* ТЕКСТ ДЛЯ ЧТЕНИЯ
::::::::

Увы, СССР был построен на неправильном понимании человека. Считалось, что человек — он изначально хороший, что работа — это радость, что идея важнее достатка, что коллектив всегда прав и так далее. Такие мифологемы не соответствовали природе человека и общества. СССР упрямо перестраивал эту природу, проще говоря, ломал об колено. Главными инструментами ломки были принуждение и идеология. А капитализм просто использовал несовершенство человека для создания общественного блага. Инструментами были политика и право. СССР как бы говорил человеку: люби государство, работай много, а получай мало, чтобы твои деньги шли на нужды государства. А капитализм говорил другое: работай сколько хочешь, но чем больше получишь, тем больше государство заберет у тебя, а ты не люби государство, чтобы оно тебя боялось и отдавало твои деньги обществу.

Меняя советскую модель жизни на буржуазную, мы меняли идеализм на реализм. Реализм некрасивый, но живем-то мы в реальности, а не в идеале.

— Можно ли говорить, что сегодня делаются попытки вернуться в СССР, хотя бы на уровне символов, то же возрождение пионерии? Реально ли возродить Советский Союз?

::::::::

* ПОСТАВЛЕННАЯ ЗАДАЧА A
Перескажите короче абзац текста об СССР и капитализме, который начинается словами «Увы, СССР был построен», сохранив его главные факты.
* ПОСТАВЛЕННАЯ ЗАДАЧА B
Воспроизведите фрагмент текста об СССР и капитализме, начиная со слов «Меняя советскую модель» и вплоть до слов «возродить Советский Союз?».
Приведенный далее перечень здесь никак не используется.

* ИСХОДНЫЕ ДАННЫЕ
::::::::

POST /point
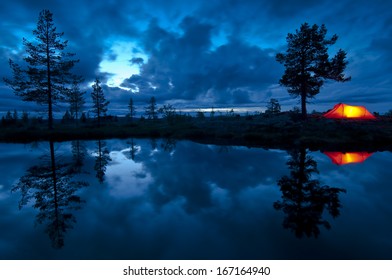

::::::::

* ПОЛНЫЙ ОТВЕТ A
СССР исходил из неверного понимания человека. Считалось, что человек изначально хорош, работа приносит радость, идея важнее достатка, а коллектив всегда прав. Эти мифологемы не соответствовали природе человека и общества, и СССР ломал эту природу принуждением и идеологией. Капитализм же с помощью политики и права использовал несовершенство человека ради общественного блага. СССР требовал любить государство, много работать и мало получать, чтобы деньги шли на его нужды. Капитализм позволял работать сколько хочешь, но забирал тем больше, чем больше человек получал. Любить государство он не требовал, чтобы оно боялось человека и отдавало его деньги обществу.

* ПОЛНЫЙ ОТВЕТ B
Меняя советскую модель жизни на буржуазную, мы меняли идеализм на реализм. Реализм некрасивый, но живем-то мы в реальности, а не в идеале.

— Можно ли говорить, что сегодня делаются попытки вернуться в СССР, хотя бы на уровне символов, то же возрождение пионерии? Реально ли возродить Советский Союз?